====== EXCERPTED PASSAGE

Setup rendering dependencies for Google Colaboratory.

In [None]:
!apt-get install -y xvfb ffmpeg > /dev/null 2>&1
!pip install pyvirtualdisplay pygame moviepy > /dev/null 2>&1

Install d3rlpy!

In [None]:
!pip install d3rlpy

Setup cartpole environment.

In [None]:
import gym

env = gym.make('CartPole-v1')
eval_env = gym.make('CartPole-v1')

Setup data-driven deep reinforcement learning algorithm.

In [None]:
import d3rlpy

# setup DQN algorithm
dqn = d3rlpy.algos.DQNConfig(
    learning_rate=1e-3,
    target_update_interval=100,
).create()

# setup explorer
explorer = d3rlpy.algos.ConstantEpsilonGreedy(epsilon=0.3)

# setup replay buffer
buffer = d3rlpy.dataset.create_fifo_replay_buffer(limit=50000, env=env)

# start training
dqn.fit_online(
    env,
    buffer,
    explorer,
    eval_env=eval_env,
    n_steps=50000,
    n_steps_per_epoch=10000,
)

Setup rendering utilities for Google Colaboratory.

In [None]:
import glob
import io
import base64

from gym.wrappers import RecordVideo
from IPython.display import HTML
from IPython import display as ipythondisplay
from pyvirtualdisplay import Display

# start virtual display
display = Display()
display.start()

# play recorded video
def show_video():
    mp4list = glob.glob('video/*.mp4')
    if len(mp4list) > 0:
        mp4 = mp4list[0]
        video = io.open(mp4, 'r+b').read()
        encoded = base64.b64encode(video)
        ipythondisplay.display(HTML(data='''
            <video alt="test" autoplay loop controls style="height: 400px;">
                <source src="data:video/mp4;base64,{0}" type="video/mp4" />
            </video>'''.format(encoded.decode('ascii'))))
    else: 
        print("Could not find video")

Record video!

In [None]:
# wrap Monitor wrapper
env = RecordVideo(gym.make("CartPole-v1", render_mode="rgb_array"), './video')

# evaluate
d3rlpy.metrics.evaluate_qlearning_with_environment(dqn, env)

Let's see how it works!

In [None]:
show_video()

============

*EXERCISE TASKS*:
(1) Answer these questions using the CartPole notebook:
(a) What epsilon value is passed to the ConstantEpsilonGreedy explorer?
(b) What limit is set for the FIFO replay buffer?
(c) What message does show_video print when no mp4 file is found?
(2) Quote the part of the CartPole notebook that opens with the words containing "from gym.wrappers import" and closes with "mp4list = glob.glob('video/*.mp4')".
The data after this point has no connection to the CartPole notebook.

====== DATASET EXCERPT

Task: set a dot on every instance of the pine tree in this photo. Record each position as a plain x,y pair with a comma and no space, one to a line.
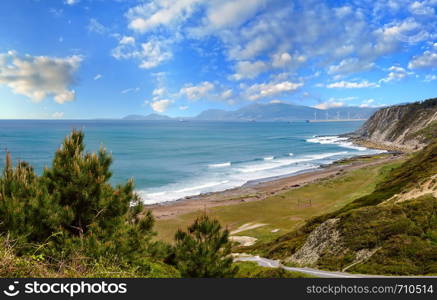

============

*RESPONSE LIST*:
(1)
(a) 0.3
(b) 50000
(c) Could not find video

(2)
from gym.wrappers import RecordVideo
from IPython.display import HTML
from IPython import display as ipythondisplay
from pyvirtualdisplay import Display

# start virtual display
display = Display()
display.start()

# play recorded video
def show_video():
    mp4list = glob.glob('video/*.mp4')